Short problem:
Copy the entries below word for word, starting at the line that contains "If you could spot the aircraft" and ending at the line that contains "column 124, row 139", with both of those lines included.

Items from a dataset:
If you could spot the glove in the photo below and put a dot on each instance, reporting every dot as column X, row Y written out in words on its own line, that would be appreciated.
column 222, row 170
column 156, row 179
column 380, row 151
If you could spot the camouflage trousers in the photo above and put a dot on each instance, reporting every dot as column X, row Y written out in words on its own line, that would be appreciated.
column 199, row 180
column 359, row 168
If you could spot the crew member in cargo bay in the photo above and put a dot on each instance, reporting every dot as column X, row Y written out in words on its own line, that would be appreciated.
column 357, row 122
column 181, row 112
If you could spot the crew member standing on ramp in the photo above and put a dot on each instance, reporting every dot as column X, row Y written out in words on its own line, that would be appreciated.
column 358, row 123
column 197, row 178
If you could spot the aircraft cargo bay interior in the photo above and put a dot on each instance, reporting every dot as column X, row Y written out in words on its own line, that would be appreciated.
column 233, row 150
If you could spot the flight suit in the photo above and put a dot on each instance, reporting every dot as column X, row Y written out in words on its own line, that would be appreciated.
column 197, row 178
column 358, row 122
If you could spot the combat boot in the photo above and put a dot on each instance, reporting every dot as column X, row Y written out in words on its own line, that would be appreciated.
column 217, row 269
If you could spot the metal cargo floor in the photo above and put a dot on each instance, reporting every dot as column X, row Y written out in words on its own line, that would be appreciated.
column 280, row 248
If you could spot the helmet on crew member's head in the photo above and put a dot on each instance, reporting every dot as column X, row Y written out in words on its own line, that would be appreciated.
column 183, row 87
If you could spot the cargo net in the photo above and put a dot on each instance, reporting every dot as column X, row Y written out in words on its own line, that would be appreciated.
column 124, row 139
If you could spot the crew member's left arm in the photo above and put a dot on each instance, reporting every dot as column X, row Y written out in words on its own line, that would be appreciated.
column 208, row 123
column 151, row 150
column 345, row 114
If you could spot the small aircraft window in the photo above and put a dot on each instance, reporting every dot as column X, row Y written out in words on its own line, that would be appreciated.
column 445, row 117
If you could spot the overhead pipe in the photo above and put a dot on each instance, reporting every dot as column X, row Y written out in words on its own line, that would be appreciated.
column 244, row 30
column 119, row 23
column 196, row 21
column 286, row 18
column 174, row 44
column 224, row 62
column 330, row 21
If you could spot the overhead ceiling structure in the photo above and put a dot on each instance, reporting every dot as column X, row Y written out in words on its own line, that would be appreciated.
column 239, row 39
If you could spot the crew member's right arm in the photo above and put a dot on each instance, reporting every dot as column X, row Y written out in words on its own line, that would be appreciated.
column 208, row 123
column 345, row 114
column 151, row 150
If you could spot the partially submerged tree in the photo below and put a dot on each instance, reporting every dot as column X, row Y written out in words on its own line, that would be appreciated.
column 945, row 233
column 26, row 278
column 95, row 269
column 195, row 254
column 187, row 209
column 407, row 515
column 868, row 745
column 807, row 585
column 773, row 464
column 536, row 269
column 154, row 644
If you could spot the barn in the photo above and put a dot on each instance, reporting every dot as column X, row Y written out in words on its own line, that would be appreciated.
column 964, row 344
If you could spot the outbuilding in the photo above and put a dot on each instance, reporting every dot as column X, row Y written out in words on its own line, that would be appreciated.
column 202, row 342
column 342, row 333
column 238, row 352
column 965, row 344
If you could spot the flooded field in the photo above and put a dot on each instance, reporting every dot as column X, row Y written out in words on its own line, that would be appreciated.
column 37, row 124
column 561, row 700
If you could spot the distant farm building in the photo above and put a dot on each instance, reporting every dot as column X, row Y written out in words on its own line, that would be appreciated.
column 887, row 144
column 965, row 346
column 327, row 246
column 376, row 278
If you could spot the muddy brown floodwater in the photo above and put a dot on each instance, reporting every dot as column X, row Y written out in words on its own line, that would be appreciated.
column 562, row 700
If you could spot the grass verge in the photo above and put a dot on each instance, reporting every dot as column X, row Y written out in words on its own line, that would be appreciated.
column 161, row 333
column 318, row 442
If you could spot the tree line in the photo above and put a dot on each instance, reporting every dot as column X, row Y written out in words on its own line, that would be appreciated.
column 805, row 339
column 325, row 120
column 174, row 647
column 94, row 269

Complete response:
If you could spot the aircraft cargo bay interior in the photo above and put a dot on each instance, reporting every dot as column X, row Y written out in words on its own line, that would be appreciated.
column 233, row 150
If you could spot the flight suit in the photo above and put a dot on each instance, reporting every dot as column X, row Y written out in words on its own line, that would be appreciated.
column 197, row 178
column 358, row 122
If you could spot the combat boot in the photo above and put a dot on each instance, reporting every dot as column X, row Y written out in words on its own line, that would be appreciated.
column 217, row 269
If you could spot the metal cargo floor in the photo above and put a dot on each instance, reporting every dot as column X, row Y written out in words on its own line, that would be appreciated.
column 280, row 248
If you could spot the helmet on crew member's head in the photo above and put a dot on each instance, reporting every dot as column X, row Y written out in words on its own line, that would be appreciated.
column 183, row 87
If you could spot the cargo net in the photo above and put a dot on each instance, reporting every dot as column X, row Y written out in words on its own line, that would be appreciated.
column 124, row 139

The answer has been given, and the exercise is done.